+++ Extracted information

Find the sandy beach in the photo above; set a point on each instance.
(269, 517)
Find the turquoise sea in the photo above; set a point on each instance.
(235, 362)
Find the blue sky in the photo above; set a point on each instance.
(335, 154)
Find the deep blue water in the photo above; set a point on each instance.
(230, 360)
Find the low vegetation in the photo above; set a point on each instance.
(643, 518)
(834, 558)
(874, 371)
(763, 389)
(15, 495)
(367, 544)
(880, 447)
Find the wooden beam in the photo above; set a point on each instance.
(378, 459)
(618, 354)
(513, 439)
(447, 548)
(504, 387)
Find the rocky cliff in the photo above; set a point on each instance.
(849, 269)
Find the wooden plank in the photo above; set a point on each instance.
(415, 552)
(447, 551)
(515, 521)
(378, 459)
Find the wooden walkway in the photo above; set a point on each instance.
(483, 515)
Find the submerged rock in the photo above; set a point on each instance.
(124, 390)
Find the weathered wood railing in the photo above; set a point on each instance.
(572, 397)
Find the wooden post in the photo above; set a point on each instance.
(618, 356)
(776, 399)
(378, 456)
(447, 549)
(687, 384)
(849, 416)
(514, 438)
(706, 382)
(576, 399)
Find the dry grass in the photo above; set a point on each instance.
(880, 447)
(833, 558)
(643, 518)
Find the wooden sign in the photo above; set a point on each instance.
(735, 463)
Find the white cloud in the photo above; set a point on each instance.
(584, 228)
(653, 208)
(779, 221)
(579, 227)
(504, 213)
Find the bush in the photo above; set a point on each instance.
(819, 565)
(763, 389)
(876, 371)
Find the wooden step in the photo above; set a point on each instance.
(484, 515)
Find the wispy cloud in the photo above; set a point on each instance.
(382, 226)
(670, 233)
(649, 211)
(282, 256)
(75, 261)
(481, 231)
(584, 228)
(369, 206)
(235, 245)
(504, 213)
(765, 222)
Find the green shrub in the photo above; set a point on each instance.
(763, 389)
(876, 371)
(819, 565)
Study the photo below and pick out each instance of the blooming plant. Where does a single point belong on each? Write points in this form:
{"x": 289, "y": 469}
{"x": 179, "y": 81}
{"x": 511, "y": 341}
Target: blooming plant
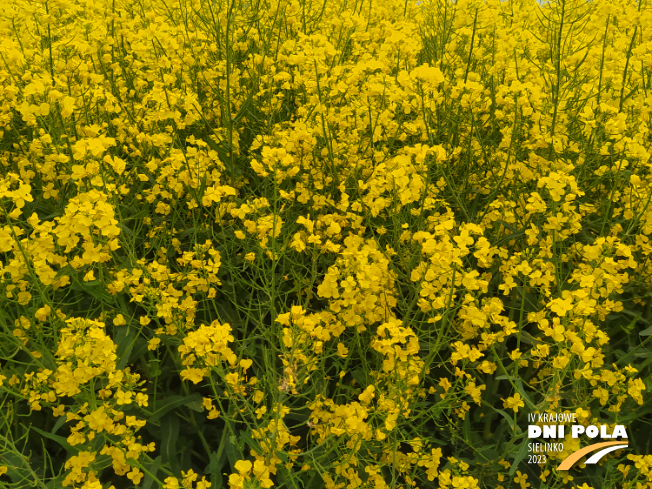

++++++

> Challenge
Write out all of the material above again, switching each "photo" to "image" and leaving everything else as it is. Leave the pictures out.

> The completed task
Find the sandy beach in the image above; set a point on each instance.
(269, 517)
Find the turquoise sea in the image above; set a point on each instance.
(235, 362)
Find the blue sky in the image above; set a point on each instance.
(335, 154)
Find the deep blue water in the image above; set a point on each instance.
(230, 360)
Find the low vegetation in the image above; set a point on each instance.
(643, 518)
(834, 558)
(874, 371)
(763, 389)
(15, 495)
(367, 544)
(880, 447)
Find the wooden beam in the image above; set a point on each instance.
(378, 459)
(618, 354)
(513, 439)
(447, 548)
(504, 387)
Find the rocky cliff in the image above; set a point on each instance.
(849, 269)
Find the wooden plank in the image above; set a point on each instance.
(415, 552)
(447, 551)
(515, 521)
(378, 459)
Find the wooden walkway in the image above; set a point on each instance.
(483, 515)
Find the submerged rock in the image above; set a point on each instance.
(124, 390)
Find the weathered wood railing in the image above; set a point on each instance.
(572, 397)
Find the wooden post in the image above; set a point on each instance.
(618, 356)
(776, 399)
(378, 456)
(447, 549)
(687, 384)
(849, 416)
(514, 438)
(706, 382)
(576, 399)
Find the dry grass in the image above; set a point on each instance.
(880, 447)
(833, 558)
(643, 518)
Find the wooden sign in the image above; set a point on each instance.
(735, 463)
Find the white cloud in the image above; set a point on each instance.
(584, 228)
(653, 208)
(779, 221)
(579, 227)
(504, 213)
Find the bush in the image above; set a point on each instance.
(819, 565)
(763, 389)
(876, 371)
Find the wooden step in the image above; set a point on each instance.
(484, 515)
Find the wispy cloud in the image above; set a point on each instance.
(382, 226)
(670, 233)
(649, 211)
(282, 256)
(75, 261)
(481, 231)
(584, 228)
(369, 206)
(235, 245)
(504, 213)
(765, 222)
Find the green shrub in the image above; set a point on each instance.
(763, 389)
(876, 371)
(819, 565)
Study the image below and pick out each instance of the blooming plant. Where does a single point belong on each? Write points in this form:
{"x": 289, "y": 469}
{"x": 179, "y": 81}
{"x": 511, "y": 341}
Target: blooming plant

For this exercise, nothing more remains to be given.